[Work to complete]: Set down, character for character, the lines of the items below, starting at the line containing "My question is: where does the palm frond" and ending with the last line of the items.

-- Start Supplied data --

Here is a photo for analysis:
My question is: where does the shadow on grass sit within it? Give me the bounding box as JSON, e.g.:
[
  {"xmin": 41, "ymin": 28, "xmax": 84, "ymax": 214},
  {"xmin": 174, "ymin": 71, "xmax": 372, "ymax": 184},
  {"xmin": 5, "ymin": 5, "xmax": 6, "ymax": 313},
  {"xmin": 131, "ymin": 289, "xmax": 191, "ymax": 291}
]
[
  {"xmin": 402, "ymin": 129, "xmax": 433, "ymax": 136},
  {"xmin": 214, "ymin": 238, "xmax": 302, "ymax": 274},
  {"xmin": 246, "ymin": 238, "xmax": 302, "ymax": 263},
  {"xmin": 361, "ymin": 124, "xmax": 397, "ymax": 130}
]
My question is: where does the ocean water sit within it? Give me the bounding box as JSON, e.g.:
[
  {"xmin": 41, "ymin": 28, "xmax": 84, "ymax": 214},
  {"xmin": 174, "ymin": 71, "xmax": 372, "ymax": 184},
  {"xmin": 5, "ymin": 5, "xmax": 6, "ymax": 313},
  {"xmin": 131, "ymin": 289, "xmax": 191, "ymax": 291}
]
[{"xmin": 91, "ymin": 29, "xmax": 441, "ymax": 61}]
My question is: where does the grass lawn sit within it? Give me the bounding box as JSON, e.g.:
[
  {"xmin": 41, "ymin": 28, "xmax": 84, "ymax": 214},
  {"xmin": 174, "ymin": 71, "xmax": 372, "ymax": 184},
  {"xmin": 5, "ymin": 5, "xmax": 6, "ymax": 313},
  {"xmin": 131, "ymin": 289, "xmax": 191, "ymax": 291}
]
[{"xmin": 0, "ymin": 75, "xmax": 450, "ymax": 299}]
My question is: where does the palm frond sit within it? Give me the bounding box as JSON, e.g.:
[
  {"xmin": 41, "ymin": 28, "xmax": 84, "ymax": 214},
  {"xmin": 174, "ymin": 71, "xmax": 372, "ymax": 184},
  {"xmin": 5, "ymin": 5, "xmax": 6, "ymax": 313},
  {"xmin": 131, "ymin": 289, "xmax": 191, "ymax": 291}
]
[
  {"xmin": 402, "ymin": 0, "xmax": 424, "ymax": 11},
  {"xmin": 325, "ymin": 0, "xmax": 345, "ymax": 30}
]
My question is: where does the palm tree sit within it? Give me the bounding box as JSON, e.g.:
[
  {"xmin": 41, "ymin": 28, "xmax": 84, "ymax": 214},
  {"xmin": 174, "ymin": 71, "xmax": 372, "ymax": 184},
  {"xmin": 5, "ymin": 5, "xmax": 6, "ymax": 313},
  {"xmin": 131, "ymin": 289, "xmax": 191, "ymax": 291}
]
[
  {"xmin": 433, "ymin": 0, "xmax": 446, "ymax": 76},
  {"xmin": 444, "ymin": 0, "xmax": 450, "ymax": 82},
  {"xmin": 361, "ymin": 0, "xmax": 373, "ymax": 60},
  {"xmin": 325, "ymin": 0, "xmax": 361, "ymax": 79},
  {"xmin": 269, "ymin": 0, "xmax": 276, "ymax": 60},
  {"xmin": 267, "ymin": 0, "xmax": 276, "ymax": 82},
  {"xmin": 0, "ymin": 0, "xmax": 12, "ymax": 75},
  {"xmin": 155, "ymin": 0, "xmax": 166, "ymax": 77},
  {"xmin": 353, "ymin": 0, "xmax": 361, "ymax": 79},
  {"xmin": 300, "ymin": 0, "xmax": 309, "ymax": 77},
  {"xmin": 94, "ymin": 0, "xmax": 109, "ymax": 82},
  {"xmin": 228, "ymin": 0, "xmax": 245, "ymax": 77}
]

-- End Supplied data --

[Task response]:
My question is: where does the palm frond sit within it? Give me the bounding box as JSON, e.g.:
[
  {"xmin": 41, "ymin": 28, "xmax": 84, "ymax": 214},
  {"xmin": 174, "ymin": 71, "xmax": 372, "ymax": 184},
  {"xmin": 5, "ymin": 5, "xmax": 6, "ymax": 313},
  {"xmin": 131, "ymin": 289, "xmax": 191, "ymax": 291}
]
[
  {"xmin": 402, "ymin": 0, "xmax": 424, "ymax": 11},
  {"xmin": 325, "ymin": 0, "xmax": 345, "ymax": 30}
]
My question is: where does the palm tree sit within it? Give me the bounding box as JSON, e.g.:
[
  {"xmin": 41, "ymin": 28, "xmax": 84, "ymax": 214},
  {"xmin": 174, "ymin": 71, "xmax": 372, "ymax": 184},
  {"xmin": 5, "ymin": 5, "xmax": 6, "ymax": 313},
  {"xmin": 131, "ymin": 289, "xmax": 191, "ymax": 291}
]
[
  {"xmin": 433, "ymin": 0, "xmax": 446, "ymax": 76},
  {"xmin": 444, "ymin": 0, "xmax": 450, "ymax": 82},
  {"xmin": 361, "ymin": 0, "xmax": 373, "ymax": 60},
  {"xmin": 325, "ymin": 0, "xmax": 361, "ymax": 79},
  {"xmin": 269, "ymin": 0, "xmax": 276, "ymax": 60},
  {"xmin": 267, "ymin": 0, "xmax": 276, "ymax": 82},
  {"xmin": 0, "ymin": 0, "xmax": 12, "ymax": 75},
  {"xmin": 155, "ymin": 0, "xmax": 166, "ymax": 77},
  {"xmin": 353, "ymin": 0, "xmax": 361, "ymax": 79},
  {"xmin": 300, "ymin": 0, "xmax": 309, "ymax": 77},
  {"xmin": 94, "ymin": 0, "xmax": 109, "ymax": 82},
  {"xmin": 228, "ymin": 0, "xmax": 245, "ymax": 77}
]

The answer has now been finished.